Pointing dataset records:

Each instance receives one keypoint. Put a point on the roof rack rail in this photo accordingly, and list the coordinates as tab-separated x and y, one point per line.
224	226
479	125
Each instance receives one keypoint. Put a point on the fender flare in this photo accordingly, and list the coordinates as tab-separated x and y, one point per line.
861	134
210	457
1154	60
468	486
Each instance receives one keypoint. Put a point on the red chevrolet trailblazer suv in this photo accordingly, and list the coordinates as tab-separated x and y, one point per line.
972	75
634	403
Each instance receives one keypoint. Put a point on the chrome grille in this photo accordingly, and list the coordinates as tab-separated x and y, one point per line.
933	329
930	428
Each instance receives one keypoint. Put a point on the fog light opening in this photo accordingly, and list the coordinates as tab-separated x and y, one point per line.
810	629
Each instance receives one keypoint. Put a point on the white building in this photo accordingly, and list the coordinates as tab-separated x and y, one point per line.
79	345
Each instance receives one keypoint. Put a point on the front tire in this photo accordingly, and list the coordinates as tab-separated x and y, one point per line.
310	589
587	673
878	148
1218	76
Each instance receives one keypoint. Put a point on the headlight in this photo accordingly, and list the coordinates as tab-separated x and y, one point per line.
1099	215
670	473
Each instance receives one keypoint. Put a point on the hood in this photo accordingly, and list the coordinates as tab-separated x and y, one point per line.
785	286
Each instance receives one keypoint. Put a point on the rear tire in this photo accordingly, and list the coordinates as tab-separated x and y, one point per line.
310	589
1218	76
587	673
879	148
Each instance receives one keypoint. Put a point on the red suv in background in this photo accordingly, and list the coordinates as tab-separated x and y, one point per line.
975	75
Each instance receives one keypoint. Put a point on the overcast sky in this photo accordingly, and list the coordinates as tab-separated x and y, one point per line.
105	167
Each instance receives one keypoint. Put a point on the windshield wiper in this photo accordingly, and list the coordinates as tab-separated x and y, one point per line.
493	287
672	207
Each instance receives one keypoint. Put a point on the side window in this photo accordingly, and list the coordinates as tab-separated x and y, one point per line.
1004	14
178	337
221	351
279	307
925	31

* **Work to do**
Make an exact copy of every line from the one with "Each instance receives one keypoint. Put a point on the overcast" to the end of the data, with the first and last of those lines included.

* **Exercise result**
Each instance receives one keypoint. Put a point on the overcast sky in this photo accordingly, and list the coordinates as tab-separated x and y, one point per line.
105	167
Each instance receives one keypoint. Put a point on the windshield wiper in this photo accordingly, and list the coordinates as tab-separated x and y, one point per line.
493	287
672	207
Each instance receives one keypoint. Put a point on the side window in this photo accordingly, and list the coordinates as tab-separated x and y, one point per line.
1004	14
178	337
221	351
279	307
925	31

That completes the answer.